▶ [Directions]:
Select and copy each line of the records below that contains the word "shade".

Region labeling records:

────────────────────

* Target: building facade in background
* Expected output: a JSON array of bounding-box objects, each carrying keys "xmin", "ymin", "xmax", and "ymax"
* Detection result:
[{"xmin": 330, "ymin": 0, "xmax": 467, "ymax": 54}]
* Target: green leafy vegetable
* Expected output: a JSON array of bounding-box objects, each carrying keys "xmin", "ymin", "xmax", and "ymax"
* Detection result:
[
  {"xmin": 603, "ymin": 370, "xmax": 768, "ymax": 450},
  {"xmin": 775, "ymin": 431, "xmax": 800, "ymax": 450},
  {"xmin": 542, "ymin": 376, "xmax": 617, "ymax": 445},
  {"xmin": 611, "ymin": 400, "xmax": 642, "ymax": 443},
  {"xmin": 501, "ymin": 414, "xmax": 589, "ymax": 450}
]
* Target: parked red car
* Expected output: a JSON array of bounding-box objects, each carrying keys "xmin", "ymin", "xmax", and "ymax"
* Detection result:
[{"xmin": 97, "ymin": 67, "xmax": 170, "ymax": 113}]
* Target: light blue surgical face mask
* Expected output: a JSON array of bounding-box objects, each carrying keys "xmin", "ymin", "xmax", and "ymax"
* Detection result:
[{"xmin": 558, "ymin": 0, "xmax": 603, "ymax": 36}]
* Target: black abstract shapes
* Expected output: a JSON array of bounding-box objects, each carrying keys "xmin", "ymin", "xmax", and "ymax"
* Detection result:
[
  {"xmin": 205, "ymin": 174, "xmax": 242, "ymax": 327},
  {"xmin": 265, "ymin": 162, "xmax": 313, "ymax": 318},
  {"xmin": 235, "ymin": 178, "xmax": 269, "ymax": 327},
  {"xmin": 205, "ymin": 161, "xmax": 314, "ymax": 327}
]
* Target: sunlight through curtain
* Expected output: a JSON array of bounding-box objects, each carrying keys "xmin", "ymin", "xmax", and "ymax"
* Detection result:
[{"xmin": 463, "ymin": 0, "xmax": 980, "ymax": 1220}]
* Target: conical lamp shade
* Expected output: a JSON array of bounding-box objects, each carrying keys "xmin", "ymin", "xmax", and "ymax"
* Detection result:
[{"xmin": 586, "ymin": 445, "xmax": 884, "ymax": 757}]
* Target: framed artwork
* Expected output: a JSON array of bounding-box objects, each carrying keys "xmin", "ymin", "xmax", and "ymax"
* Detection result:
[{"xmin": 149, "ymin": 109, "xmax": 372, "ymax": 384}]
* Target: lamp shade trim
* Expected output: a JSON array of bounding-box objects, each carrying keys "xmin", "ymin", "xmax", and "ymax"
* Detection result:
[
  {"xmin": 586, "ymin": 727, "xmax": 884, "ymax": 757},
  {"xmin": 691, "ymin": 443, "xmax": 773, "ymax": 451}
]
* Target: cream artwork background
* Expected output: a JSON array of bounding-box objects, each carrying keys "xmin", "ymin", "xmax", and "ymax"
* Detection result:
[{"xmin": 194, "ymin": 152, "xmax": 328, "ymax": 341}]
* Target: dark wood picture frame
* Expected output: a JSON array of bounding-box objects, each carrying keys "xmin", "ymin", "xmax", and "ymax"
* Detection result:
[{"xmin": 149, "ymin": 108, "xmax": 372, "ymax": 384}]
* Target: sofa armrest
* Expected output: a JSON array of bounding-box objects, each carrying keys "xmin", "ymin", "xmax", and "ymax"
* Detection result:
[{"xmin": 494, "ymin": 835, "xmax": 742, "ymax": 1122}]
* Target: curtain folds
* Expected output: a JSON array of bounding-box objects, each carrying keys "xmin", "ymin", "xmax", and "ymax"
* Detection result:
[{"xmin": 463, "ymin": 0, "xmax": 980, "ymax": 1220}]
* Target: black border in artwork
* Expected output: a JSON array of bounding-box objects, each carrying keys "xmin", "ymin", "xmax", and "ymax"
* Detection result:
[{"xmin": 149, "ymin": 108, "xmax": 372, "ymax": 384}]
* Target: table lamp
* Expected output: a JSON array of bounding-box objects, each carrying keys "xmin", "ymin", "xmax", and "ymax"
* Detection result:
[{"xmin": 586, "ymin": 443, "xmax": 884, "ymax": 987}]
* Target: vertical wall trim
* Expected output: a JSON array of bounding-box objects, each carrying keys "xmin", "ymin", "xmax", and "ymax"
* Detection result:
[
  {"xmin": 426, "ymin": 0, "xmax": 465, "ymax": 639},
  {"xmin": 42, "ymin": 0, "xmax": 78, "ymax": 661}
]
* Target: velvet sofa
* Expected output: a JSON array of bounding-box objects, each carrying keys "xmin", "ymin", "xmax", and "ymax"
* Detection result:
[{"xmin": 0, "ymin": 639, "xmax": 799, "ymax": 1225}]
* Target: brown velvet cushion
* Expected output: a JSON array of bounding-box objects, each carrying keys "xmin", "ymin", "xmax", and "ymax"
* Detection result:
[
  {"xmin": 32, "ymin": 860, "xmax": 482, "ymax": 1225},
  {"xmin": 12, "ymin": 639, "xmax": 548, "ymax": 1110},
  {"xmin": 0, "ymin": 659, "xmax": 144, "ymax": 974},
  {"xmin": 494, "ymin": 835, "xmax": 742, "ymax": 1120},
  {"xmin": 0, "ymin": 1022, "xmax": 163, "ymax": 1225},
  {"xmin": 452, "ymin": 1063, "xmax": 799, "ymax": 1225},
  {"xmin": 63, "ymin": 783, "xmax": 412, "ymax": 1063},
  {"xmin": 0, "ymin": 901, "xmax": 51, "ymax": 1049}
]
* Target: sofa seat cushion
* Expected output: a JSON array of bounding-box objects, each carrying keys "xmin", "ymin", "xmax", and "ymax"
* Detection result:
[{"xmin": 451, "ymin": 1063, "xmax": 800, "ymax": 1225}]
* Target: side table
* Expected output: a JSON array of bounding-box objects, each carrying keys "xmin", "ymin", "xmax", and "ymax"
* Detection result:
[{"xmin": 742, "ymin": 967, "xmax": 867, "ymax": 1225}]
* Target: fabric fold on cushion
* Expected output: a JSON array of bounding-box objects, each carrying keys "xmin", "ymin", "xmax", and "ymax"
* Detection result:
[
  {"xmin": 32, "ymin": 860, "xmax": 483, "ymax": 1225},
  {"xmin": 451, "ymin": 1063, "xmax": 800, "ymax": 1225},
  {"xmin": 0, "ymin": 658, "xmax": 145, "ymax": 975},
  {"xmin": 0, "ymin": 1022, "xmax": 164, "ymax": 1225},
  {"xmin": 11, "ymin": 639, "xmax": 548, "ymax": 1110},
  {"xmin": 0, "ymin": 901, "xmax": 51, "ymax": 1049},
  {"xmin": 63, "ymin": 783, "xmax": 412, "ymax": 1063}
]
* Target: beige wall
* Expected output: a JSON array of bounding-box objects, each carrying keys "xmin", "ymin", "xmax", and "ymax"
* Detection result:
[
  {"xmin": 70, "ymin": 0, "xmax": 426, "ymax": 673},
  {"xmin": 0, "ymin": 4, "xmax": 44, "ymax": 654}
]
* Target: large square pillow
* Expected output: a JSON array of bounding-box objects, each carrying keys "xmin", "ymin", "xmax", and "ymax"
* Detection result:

────────────────────

▶ [Exercise output]:
* Target: conical lamp shade
* Target: lamp shade trim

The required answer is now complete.